■ WORK TASK: Reproduce exactly the lines that run from the start of the records below to the line with "positive clicks: (205, 158)", inclusive.

■ RECORDS FOR THE TASK:
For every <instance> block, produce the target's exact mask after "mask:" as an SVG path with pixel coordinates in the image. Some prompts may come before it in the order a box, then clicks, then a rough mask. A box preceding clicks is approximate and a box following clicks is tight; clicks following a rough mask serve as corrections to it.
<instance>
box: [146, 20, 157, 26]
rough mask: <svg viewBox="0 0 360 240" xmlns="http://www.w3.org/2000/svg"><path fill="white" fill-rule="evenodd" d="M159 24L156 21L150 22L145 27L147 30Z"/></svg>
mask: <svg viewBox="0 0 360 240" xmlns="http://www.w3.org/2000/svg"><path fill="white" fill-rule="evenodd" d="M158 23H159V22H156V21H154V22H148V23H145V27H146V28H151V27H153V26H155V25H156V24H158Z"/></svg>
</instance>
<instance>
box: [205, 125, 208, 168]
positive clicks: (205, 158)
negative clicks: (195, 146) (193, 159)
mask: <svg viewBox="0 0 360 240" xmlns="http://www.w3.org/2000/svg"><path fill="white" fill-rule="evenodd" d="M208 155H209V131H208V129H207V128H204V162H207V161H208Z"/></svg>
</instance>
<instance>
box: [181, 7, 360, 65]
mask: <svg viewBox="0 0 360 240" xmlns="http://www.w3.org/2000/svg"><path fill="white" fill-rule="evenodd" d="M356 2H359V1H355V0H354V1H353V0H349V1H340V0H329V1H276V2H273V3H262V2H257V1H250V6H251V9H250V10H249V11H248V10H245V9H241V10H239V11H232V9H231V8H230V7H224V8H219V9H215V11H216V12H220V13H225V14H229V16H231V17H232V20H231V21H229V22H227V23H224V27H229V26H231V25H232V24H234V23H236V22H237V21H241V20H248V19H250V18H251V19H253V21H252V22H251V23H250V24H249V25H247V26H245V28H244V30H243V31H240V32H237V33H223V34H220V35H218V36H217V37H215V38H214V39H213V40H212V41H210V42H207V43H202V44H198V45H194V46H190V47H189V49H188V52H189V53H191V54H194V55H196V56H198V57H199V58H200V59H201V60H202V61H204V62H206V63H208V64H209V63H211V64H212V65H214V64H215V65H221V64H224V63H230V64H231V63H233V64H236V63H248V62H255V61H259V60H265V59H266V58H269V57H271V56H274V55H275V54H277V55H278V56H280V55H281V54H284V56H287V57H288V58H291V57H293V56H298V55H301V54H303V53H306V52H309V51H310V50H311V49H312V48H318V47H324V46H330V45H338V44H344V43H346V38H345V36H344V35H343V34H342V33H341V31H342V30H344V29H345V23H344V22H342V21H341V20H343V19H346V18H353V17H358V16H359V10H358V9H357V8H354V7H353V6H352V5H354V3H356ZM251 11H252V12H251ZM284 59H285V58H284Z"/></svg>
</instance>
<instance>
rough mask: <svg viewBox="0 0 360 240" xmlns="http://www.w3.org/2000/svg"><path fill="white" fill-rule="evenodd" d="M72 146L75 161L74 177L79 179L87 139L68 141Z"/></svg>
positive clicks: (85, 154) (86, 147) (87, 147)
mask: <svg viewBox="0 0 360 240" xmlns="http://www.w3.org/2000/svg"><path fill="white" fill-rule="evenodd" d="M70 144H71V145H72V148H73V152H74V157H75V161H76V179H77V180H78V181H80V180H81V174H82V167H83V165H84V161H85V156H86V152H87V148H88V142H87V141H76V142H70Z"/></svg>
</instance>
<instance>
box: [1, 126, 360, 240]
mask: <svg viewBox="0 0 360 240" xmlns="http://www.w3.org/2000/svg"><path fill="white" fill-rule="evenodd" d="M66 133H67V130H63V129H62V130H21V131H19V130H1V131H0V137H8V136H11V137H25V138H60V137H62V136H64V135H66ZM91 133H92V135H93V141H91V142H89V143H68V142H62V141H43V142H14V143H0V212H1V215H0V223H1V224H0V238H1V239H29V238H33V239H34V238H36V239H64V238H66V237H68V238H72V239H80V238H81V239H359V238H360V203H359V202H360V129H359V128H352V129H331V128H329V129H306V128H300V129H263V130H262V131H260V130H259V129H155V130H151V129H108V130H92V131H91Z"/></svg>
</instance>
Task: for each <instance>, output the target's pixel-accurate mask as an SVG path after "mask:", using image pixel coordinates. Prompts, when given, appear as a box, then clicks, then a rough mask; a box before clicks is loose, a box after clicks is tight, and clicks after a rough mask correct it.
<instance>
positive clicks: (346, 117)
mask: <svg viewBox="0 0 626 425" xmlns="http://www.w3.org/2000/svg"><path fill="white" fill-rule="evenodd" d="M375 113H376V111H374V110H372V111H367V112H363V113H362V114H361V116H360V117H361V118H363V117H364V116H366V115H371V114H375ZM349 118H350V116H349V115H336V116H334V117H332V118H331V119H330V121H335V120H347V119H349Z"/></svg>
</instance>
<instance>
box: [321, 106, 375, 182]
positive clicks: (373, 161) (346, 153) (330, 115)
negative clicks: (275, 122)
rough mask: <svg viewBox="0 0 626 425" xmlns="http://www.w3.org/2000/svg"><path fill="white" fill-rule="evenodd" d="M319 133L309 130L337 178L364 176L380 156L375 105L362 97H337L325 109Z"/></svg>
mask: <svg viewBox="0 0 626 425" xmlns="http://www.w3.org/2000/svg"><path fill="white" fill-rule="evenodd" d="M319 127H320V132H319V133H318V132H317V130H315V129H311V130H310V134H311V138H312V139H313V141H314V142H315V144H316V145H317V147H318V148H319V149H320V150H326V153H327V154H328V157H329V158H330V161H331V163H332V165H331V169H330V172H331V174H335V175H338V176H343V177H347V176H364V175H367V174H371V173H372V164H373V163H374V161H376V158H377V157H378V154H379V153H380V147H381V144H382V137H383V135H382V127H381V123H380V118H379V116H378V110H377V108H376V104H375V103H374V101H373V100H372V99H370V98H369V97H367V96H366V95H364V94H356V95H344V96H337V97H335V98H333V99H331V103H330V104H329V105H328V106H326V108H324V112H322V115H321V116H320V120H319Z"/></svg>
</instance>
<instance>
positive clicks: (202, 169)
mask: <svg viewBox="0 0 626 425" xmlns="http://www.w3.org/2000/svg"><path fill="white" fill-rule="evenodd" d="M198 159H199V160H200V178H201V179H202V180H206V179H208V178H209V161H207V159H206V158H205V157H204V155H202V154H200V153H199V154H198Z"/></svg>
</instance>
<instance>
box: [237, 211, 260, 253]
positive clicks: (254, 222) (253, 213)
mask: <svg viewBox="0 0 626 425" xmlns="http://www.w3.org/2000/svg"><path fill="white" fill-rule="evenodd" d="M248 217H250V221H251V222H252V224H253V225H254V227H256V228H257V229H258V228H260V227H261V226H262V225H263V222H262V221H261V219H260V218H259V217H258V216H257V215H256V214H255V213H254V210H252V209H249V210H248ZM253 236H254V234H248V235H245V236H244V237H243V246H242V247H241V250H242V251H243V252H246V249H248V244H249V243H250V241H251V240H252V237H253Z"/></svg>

■ RESULT:
For every <instance> block, produce the target's exact mask after "mask:" as an SVG path with pixel coordinates in the image. Some prompts may come before it in the order a box, then clicks, then a rough mask. A box preceding clicks is approximate and a box following clicks is tight; clicks following a rough mask serve as corrections to it.
<instance>
box: [146, 20, 157, 26]
rough mask: <svg viewBox="0 0 360 240" xmlns="http://www.w3.org/2000/svg"><path fill="white" fill-rule="evenodd" d="M159 24L156 21L150 22L145 27L147 30Z"/></svg>
mask: <svg viewBox="0 0 360 240" xmlns="http://www.w3.org/2000/svg"><path fill="white" fill-rule="evenodd" d="M158 23H159V22H156V21H154V22H148V23H145V27H146V28H151V27H153V26H155V25H156V24H158Z"/></svg>
</instance>
<instance>
box: [205, 125, 208, 168]
positive clicks: (205, 158)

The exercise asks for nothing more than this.